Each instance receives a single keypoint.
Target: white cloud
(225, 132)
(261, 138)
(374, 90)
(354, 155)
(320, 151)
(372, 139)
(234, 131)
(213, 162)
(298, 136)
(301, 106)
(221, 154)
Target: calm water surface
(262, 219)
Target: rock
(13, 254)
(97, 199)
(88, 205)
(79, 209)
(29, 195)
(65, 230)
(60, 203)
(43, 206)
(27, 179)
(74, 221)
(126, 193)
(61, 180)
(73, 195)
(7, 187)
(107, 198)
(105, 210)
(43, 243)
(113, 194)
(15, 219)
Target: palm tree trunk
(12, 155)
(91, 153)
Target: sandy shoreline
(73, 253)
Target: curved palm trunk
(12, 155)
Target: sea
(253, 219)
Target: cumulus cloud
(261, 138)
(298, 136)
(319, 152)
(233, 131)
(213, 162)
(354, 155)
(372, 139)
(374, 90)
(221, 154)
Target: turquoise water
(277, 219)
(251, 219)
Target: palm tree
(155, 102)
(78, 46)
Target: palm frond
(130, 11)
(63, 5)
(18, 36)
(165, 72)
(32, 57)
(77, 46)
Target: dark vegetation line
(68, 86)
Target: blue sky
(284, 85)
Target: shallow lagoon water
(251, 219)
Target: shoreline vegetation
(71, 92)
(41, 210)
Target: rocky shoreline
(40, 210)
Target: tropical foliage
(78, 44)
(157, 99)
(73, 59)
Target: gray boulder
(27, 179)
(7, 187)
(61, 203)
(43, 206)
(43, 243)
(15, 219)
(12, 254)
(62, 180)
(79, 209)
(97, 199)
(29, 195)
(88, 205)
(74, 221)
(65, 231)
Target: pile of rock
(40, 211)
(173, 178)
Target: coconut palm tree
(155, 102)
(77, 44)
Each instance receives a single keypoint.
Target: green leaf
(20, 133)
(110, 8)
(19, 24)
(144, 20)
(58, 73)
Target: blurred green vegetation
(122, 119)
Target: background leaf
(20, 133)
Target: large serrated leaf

== == ==

→ What the task requires:
For every entry above, write out an exact copy.

→ Solution to the exercise:
Each instance receives a single keypoint.
Target: white cloud
(225, 132)
(261, 138)
(374, 90)
(354, 155)
(320, 151)
(372, 139)
(234, 131)
(213, 162)
(298, 136)
(301, 106)
(221, 154)
Target: calm water surface
(262, 219)
Target: rock
(13, 254)
(97, 199)
(88, 205)
(79, 209)
(29, 195)
(65, 230)
(60, 203)
(43, 206)
(27, 179)
(74, 221)
(126, 193)
(61, 180)
(73, 195)
(7, 187)
(107, 198)
(105, 210)
(43, 243)
(113, 194)
(15, 219)
Target: palm tree trunk
(12, 155)
(91, 153)
Target: sandy shoreline
(73, 253)
Target: curved palm trunk
(12, 155)
Target: sea
(253, 219)
Target: cumulus cloud
(261, 138)
(298, 136)
(319, 152)
(233, 131)
(213, 162)
(354, 155)
(372, 139)
(374, 90)
(221, 154)
Target: turquoise water
(277, 219)
(251, 219)
Target: palm tree
(155, 102)
(78, 46)
Target: palm frond
(130, 11)
(63, 5)
(18, 36)
(165, 72)
(32, 57)
(77, 46)
Target: dark vegetation line
(68, 86)
Target: blue sky
(284, 85)
Target: shallow lagoon water
(251, 219)
Target: shoreline vegetation
(71, 92)
(41, 210)
Target: rocky shoreline
(40, 210)
Target: tropical foliage
(78, 44)
(157, 99)
(73, 59)
Target: gray boulder
(27, 179)
(7, 187)
(61, 203)
(43, 206)
(43, 243)
(15, 219)
(12, 254)
(62, 180)
(79, 209)
(97, 199)
(29, 195)
(88, 205)
(74, 221)
(65, 231)
Target: pile of rock
(40, 211)
(173, 178)
Target: coconut palm tree
(155, 102)
(77, 44)
Each instance receives a single keypoint.
Target: green leaf
(20, 133)
(110, 8)
(19, 24)
(144, 20)
(58, 73)
Target: blurred green vegetation
(122, 119)
Target: background leaf
(20, 133)
Target: large serrated leaf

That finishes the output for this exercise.